- [EXERCISE BRIEF]: Transcribe the records below line by line, exactly as they read.

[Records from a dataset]

=== Begin Enclosure ===

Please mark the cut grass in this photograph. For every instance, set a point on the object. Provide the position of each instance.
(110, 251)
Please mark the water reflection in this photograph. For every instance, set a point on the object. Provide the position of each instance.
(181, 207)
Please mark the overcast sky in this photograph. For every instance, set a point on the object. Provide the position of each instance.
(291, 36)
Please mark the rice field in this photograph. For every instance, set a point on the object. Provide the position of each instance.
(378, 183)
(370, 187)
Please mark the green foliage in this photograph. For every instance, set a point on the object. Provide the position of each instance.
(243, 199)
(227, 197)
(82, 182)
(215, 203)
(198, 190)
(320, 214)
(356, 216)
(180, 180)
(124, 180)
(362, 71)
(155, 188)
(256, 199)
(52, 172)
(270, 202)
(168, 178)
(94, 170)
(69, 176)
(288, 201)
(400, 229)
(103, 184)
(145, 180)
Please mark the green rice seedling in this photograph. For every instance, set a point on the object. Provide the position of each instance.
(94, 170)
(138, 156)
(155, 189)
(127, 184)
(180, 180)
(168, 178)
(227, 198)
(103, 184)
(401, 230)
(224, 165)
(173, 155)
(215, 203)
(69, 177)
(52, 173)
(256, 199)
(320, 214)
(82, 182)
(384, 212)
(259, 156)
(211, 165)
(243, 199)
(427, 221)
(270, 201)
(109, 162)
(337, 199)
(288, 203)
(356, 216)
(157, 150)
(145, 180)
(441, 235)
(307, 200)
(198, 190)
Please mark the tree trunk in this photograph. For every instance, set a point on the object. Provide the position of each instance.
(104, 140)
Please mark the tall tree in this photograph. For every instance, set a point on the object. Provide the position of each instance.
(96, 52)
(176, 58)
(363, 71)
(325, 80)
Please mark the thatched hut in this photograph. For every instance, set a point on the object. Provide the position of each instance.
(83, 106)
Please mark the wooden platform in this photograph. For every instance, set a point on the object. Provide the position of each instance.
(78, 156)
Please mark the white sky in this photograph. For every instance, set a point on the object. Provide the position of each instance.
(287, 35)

=== End Enclosure ===

- [COMPLETED EXERCISE]:
Please mark the cut grass in this photograph. For every instance, set a point on the object. Provide the position of each instance.
(110, 251)
Please mark the water reflection in this photograph. For every instance, set a point on the object. Provide the position of each instance.
(181, 207)
Please mark the overcast sky in this photograph. For every instance, set a point on the object. Provide the position of each instance.
(291, 36)
Please mark the rice field in this photograph. For every instance, set a point on the object. Provide the position of each instance.
(378, 183)
(370, 187)
Please mark the green foliage in this photograph. For every instance, set a point on the object. Provide the position of each instance.
(243, 199)
(227, 197)
(82, 182)
(215, 203)
(198, 190)
(320, 214)
(356, 216)
(180, 180)
(124, 180)
(362, 71)
(155, 188)
(256, 199)
(52, 172)
(270, 202)
(168, 178)
(94, 170)
(69, 176)
(288, 201)
(400, 229)
(103, 184)
(145, 180)
Please mark the green rice seedling in this photograph. For every instance, set a point on the object. Provide the position of each instance.
(94, 170)
(138, 156)
(155, 189)
(127, 184)
(180, 180)
(168, 178)
(227, 198)
(103, 184)
(401, 230)
(224, 165)
(173, 155)
(215, 203)
(69, 177)
(52, 173)
(256, 199)
(320, 214)
(82, 182)
(384, 212)
(259, 156)
(211, 165)
(243, 199)
(427, 221)
(270, 201)
(109, 162)
(337, 199)
(288, 203)
(356, 216)
(157, 150)
(145, 180)
(441, 235)
(307, 200)
(198, 190)
Please mark the tree trunk in this photograph. For every instance, set a point on the object. Provide the position of each instance.
(104, 140)
Please mark the tall tree in this photograph. For every instance, set a point on the object. Provide the position of each instance.
(96, 52)
(176, 58)
(363, 71)
(325, 80)
Please mark the thatched hut in this photograph. For every instance, set a point on the object. Provide the position of each instance.
(83, 106)
Please mark the wooden platform in this photograph. For every instance, set a point on the object. Provide the position of each instance.
(78, 156)
Please mark the white sky in this photograph. For every instance, set a point on the object. Provide the position of each instance.
(287, 35)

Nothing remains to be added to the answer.